Goal of the exercise: Images appear in the records below; leave them out and repeat everything else exactly.

(Entries from a pointing dataset)

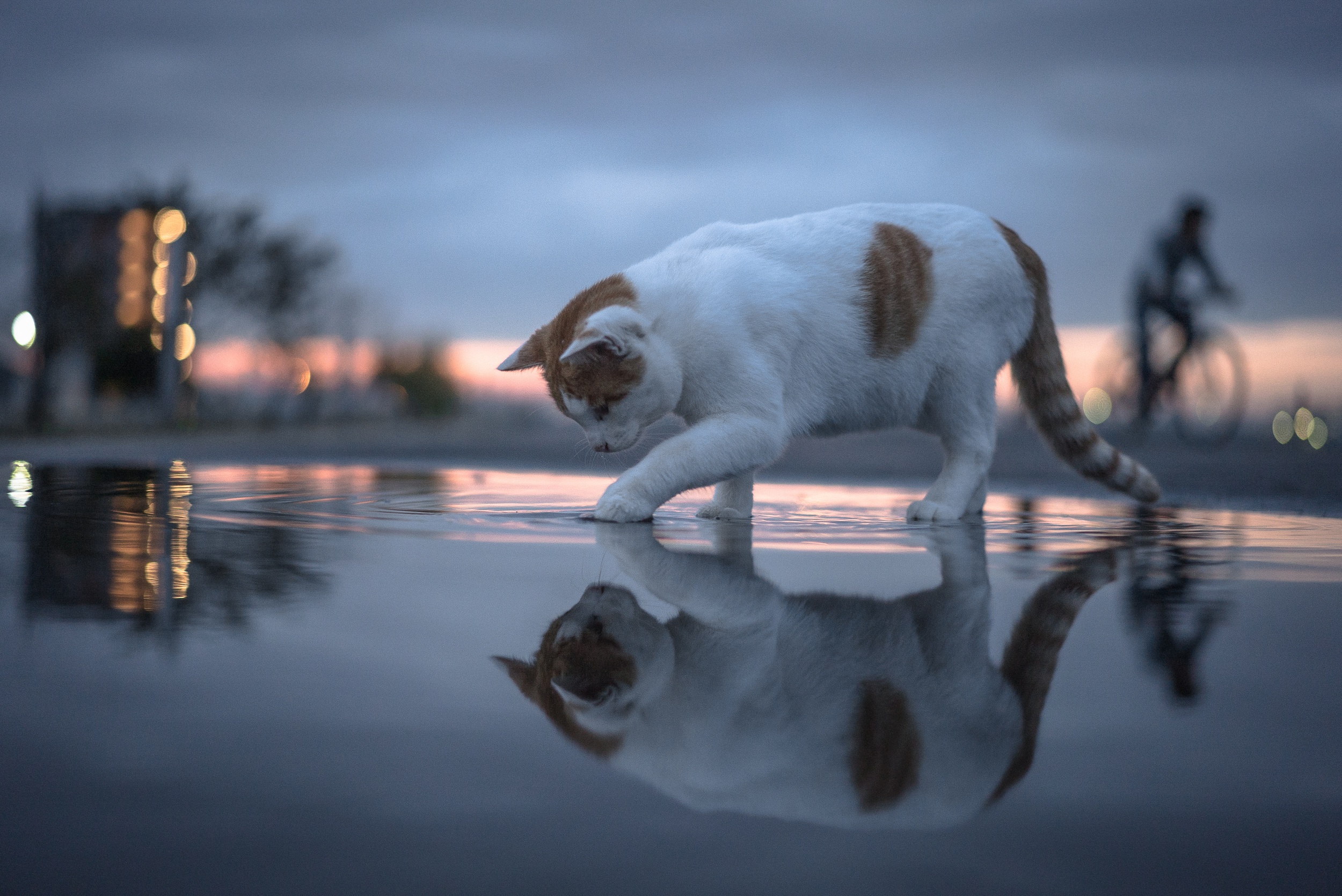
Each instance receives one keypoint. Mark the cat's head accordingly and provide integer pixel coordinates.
(595, 667)
(606, 366)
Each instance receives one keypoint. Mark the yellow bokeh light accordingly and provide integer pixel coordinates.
(186, 342)
(1303, 420)
(170, 224)
(302, 376)
(25, 329)
(1098, 406)
(1318, 434)
(135, 226)
(1283, 427)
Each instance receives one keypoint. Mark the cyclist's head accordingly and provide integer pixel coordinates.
(1192, 212)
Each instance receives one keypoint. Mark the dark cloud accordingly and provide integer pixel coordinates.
(482, 163)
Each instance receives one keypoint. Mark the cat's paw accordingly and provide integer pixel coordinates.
(621, 509)
(929, 511)
(718, 511)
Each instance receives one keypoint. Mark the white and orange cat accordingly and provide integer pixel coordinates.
(859, 318)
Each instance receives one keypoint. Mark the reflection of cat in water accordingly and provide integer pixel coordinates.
(838, 710)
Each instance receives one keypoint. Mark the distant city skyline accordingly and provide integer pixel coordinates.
(478, 167)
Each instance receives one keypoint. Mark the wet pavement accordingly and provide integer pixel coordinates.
(352, 679)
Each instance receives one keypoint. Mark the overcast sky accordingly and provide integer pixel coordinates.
(482, 163)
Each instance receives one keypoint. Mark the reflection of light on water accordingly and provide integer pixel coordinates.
(20, 483)
(544, 509)
(179, 518)
(135, 575)
(1283, 427)
(1318, 434)
(1303, 423)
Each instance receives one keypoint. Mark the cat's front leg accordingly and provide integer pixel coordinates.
(732, 500)
(712, 451)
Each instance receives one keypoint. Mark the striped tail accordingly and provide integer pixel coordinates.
(1042, 380)
(1031, 655)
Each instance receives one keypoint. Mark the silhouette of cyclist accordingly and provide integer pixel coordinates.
(1161, 285)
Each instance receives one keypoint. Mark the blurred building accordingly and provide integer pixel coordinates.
(100, 278)
(100, 298)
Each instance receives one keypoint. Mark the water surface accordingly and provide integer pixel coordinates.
(280, 679)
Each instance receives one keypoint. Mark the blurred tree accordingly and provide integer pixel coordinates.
(414, 371)
(283, 280)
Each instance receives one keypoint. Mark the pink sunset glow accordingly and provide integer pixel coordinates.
(1287, 363)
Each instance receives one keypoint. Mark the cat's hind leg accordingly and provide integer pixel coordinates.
(968, 436)
(732, 500)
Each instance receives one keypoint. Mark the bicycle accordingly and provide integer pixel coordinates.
(1199, 383)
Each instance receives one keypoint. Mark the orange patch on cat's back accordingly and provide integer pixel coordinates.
(886, 746)
(897, 288)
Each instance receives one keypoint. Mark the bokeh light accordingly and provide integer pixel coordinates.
(186, 342)
(1098, 406)
(1318, 434)
(302, 376)
(170, 224)
(25, 329)
(1303, 420)
(20, 483)
(1283, 427)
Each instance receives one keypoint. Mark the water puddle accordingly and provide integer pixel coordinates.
(392, 679)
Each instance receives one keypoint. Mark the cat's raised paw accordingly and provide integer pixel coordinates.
(929, 511)
(718, 511)
(618, 509)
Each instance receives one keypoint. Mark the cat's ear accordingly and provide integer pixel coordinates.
(529, 355)
(612, 332)
(521, 672)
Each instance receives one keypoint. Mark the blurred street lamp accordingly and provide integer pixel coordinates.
(25, 329)
(175, 337)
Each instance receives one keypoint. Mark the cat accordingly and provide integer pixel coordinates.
(859, 318)
(844, 711)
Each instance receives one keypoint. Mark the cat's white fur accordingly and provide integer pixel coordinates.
(756, 333)
(747, 701)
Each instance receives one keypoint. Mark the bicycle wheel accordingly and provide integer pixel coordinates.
(1211, 388)
(1118, 373)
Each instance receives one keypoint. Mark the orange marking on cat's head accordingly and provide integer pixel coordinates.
(597, 377)
(586, 666)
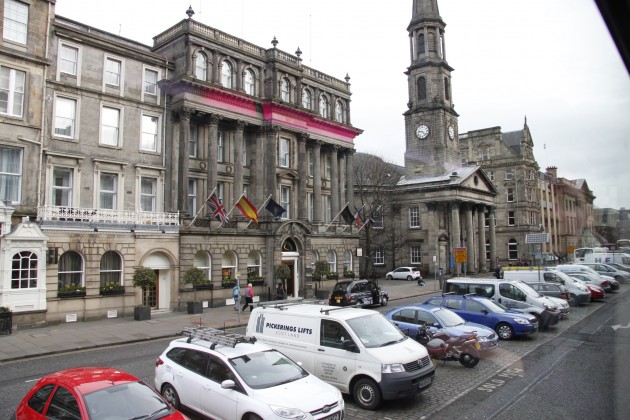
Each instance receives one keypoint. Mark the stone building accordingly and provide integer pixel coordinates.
(110, 149)
(443, 203)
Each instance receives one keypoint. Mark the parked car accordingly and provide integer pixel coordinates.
(230, 376)
(608, 270)
(404, 273)
(94, 393)
(358, 292)
(506, 322)
(409, 318)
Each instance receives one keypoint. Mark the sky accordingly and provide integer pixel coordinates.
(550, 61)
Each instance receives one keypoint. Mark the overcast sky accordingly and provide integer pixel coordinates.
(552, 61)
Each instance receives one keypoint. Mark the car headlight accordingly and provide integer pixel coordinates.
(287, 412)
(393, 368)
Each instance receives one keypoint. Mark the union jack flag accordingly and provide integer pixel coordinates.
(217, 209)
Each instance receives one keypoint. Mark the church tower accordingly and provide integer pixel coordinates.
(432, 145)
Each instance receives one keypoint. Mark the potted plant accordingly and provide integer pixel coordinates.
(6, 320)
(144, 278)
(112, 288)
(197, 278)
(70, 291)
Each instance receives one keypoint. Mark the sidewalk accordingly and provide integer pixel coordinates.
(23, 344)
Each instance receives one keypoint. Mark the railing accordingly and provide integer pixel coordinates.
(104, 216)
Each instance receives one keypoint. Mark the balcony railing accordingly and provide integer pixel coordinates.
(106, 216)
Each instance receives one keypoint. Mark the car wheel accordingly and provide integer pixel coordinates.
(505, 331)
(367, 394)
(170, 395)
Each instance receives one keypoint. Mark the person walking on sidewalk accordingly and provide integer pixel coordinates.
(236, 293)
(249, 298)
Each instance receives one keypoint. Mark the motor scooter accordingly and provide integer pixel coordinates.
(441, 346)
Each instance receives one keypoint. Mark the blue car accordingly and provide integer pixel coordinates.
(507, 323)
(409, 318)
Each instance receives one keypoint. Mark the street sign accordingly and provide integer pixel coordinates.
(537, 238)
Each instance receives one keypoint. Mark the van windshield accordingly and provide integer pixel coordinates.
(375, 331)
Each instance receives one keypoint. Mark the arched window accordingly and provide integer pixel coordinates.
(229, 263)
(201, 66)
(339, 112)
(24, 270)
(347, 260)
(254, 268)
(422, 89)
(421, 47)
(447, 89)
(226, 74)
(111, 269)
(331, 257)
(249, 82)
(323, 106)
(307, 99)
(513, 249)
(70, 270)
(285, 93)
(202, 261)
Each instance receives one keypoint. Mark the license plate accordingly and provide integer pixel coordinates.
(425, 382)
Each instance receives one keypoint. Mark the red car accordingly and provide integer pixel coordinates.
(93, 393)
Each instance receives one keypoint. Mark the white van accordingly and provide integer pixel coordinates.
(357, 350)
(512, 294)
(578, 293)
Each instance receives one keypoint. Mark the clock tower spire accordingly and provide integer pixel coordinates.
(432, 145)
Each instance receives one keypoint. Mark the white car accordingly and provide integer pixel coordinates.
(404, 273)
(230, 376)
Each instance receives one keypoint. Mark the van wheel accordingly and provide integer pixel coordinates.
(505, 331)
(170, 395)
(367, 394)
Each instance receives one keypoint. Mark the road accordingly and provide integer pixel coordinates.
(561, 373)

Solution to the problem:
Each instance receives one keypoint. Mark the cat's head accordingly and provide integer pixel coordinates.
(595, 667)
(606, 366)
Each instance receives one keypoint. Mark the yellow bokeh light accordingly and provide integer pixel coordinates.
(186, 342)
(1303, 420)
(170, 224)
(302, 376)
(25, 329)
(1098, 406)
(1318, 434)
(135, 226)
(1283, 427)
Each instance receives one keypoint. Mark the cyclist's head accordingly and provide integer pixel coordinates.
(1192, 212)
Each instance receives one keypoint. Mark the dark cloud accordingly and provide integer pixel coordinates.
(482, 163)
Each instance receives one keypoint. Mark the cat's paw accordingly and provide integer pixel coordinates.
(621, 509)
(929, 511)
(718, 511)
Each instance receives one keypoint. Mark the white and orange cat accordingly and provide integer pixel coordinates.
(859, 318)
Each instance receives one keypoint. Mark the reflection of cat in water accordingly and provide integer pixel coordinates.
(838, 710)
Each instance receives one keypoint. Mark the distant city skyline accordingly and provide integer pixel coordinates.
(478, 167)
Each instance receives one keypoint. Mark the wet pavement accordingly and provide integer pixel coordinates.
(352, 679)
Each instance receives one keypoint. Mark the overcast sky accordingly and provide integer pixel coordinates.
(482, 163)
Each instance receives one keypoint. Mark the reflection of light on water accordingly and provide integer pixel coordinates.
(20, 483)
(544, 509)
(179, 518)
(135, 575)
(1283, 427)
(1318, 434)
(1303, 423)
Each instance receives one keypoint. Mark the cat's front leg accordingly and provide integer pixel coordinates.
(732, 500)
(712, 451)
Each instance receives one keypoint. Mark the striped tail accordingly and provide integer pixel coordinates.
(1042, 380)
(1031, 655)
Each instance receives one keypoint. Mark the silhouette of cyclist accordingly and provide integer pixel coordinates.
(1161, 285)
Each instance receives one keypoint. Mark the blurred building accordingly and provide integer pixel coordinates.
(100, 278)
(100, 298)
Each instance receives one keypoint. Mark the water surface accordingly and provide integer pixel coordinates.
(280, 679)
Each instance receives one keypoint. Mark the blurred tree accordingly and provide integer pixel coordinates.
(414, 371)
(283, 280)
Each instance receives one keypoint. Mark the pink sunset glow accordingly and provide integer pixel coordinates.
(1287, 363)
Each instance receives one keypoint. Mark the cat's hind leg accordingly and provide integer pixel coordinates.
(968, 436)
(732, 500)
Each instance receives one keypoint. Mark the bicycle accordingly and provide integer pixel coordinates.
(1199, 383)
Each instance receives one keypoint. Mark the orange patch on cat's back accordingly and provide integer pixel coordinates.
(886, 746)
(897, 288)
Each instance receives one keypoint. Mark the bokeh light accordingly and provide integer pixel coordinates.
(186, 342)
(1098, 406)
(1318, 434)
(302, 376)
(170, 224)
(25, 329)
(1303, 420)
(20, 483)
(1283, 427)
Each instance receives one keypoint. Mark the water puddle accordingly and provide integer pixel coordinates.
(392, 679)
Each instance receives one keypoint. Mark the cat's raised paw accordingly and provide integer pixel coordinates.
(929, 511)
(718, 511)
(618, 509)
Each instance receives one keypoint. Mark the cat's ear accordingly and provide integer pixel coordinates.
(529, 355)
(612, 332)
(521, 672)
Each instance receives one keypoint. Mark the blurred street lamp accordingly and provide integer pixel coordinates.
(25, 329)
(175, 337)
Each instance receives one keypoint. Mark the cat accordingly and provide integer pixel coordinates.
(859, 318)
(844, 711)
Each instance receives one keypoint. Mark the cat's white fur accordingly and provide integer pixel coordinates.
(756, 333)
(747, 701)
Each instance receives one keypoint. Mark the bicycle wheel accordingly and provide integer pixel coordinates.
(1211, 388)
(1118, 373)
Each instance receives one keypoint. Mark the orange marking on cat's head accordingly and provide integer pixel coordinates.
(597, 377)
(586, 666)
Each instance receives one keypoint. Mark the stone building accordingly and provide integer pixel coordinates.
(110, 149)
(443, 203)
Each instance receives one keypoint. Mark the parked car accordingly and provide integer pixel coordinates.
(230, 376)
(608, 270)
(404, 273)
(94, 393)
(358, 292)
(506, 322)
(409, 318)
Each instance receives one keypoint. Mark the sky accordingly and provide integer pixel coordinates.
(550, 61)
Each instance receives one keypoint. Mark the overcast sky accordingly and provide integer pixel coordinates.
(552, 61)
Each instance receives one keypoint. Mark the car headlight accordingly and provide integer pixel coordinates.
(287, 412)
(393, 368)
Each instance receives one keypoint. Mark the union jack flag accordingly and provide integer pixel coordinates.
(217, 209)
Each instance receives one keypoint. Mark the church tower accordingly and provide integer pixel coordinates.
(432, 145)
Each instance receives one keypoint. Mark the potted plant accordingly and provide integer pixel coordinates.
(6, 320)
(144, 278)
(112, 288)
(197, 278)
(70, 291)
Each instance receives one keypoint. Mark the sidewalk accordingly and provide integer pixel coordinates.
(23, 344)
Each instance receives one keypoint. Mark the railing accordingly and provide integer pixel coordinates.
(104, 216)
Each instance receives one keypoint. Mark the balcony railing accordingly and provide integer pixel coordinates.
(106, 216)
Each instance receives one keypoint. Mark the car wheel accordingly and provide integer pixel coordinates.
(505, 331)
(367, 394)
(170, 395)
Each instance receives one keypoint. Mark the person walking on sidewalk accordingly and provide integer pixel coordinates.
(236, 293)
(249, 298)
Each instance receives one keypoint. Mark the motor scooter accordingly and provide integer pixel coordinates.
(441, 346)
Each instance receives one keypoint. Mark the blue car accordingly and provide integer pixel coordinates.
(507, 323)
(409, 318)
Each instance receives one keypoint. Mark the street sign accordingly and provide integer pixel coordinates.
(537, 238)
Each instance receives one keypoint. Mark the van windshield accordingly and provide integer pixel coordinates.
(375, 331)
Each instance receives one keypoint. Mark the arched window accordingly and provide integer pixel coordinates.
(229, 263)
(201, 66)
(339, 112)
(24, 270)
(347, 260)
(254, 268)
(422, 89)
(421, 47)
(447, 89)
(226, 74)
(111, 269)
(331, 257)
(249, 82)
(323, 106)
(307, 99)
(513, 249)
(70, 270)
(285, 93)
(202, 261)
Each instance receives one keypoint. Mark the license plate accordingly and provide integer pixel coordinates.
(425, 382)
Each instance receives one keypoint. Mark the red car accordingly and provide integer pixel coordinates.
(93, 393)
Each instance receives one keypoint. Mark the white van accordingly and provide integer pixel coordinates.
(357, 350)
(512, 294)
(578, 293)
Each instance receives one keypoint. Mark the clock tower spire accordingly and provide integer pixel coordinates.
(432, 145)
Each instance receives one keypoint. Mark the white car accordingly and provide integer pixel coordinates.
(404, 273)
(230, 376)
Each instance receives one keypoint. Mark the van wheel accordingly and provide integer pixel coordinates.
(505, 331)
(170, 395)
(367, 394)
Each instance receives one keypoint. Mark the road accordingly and provide integer pixel coordinates.
(561, 373)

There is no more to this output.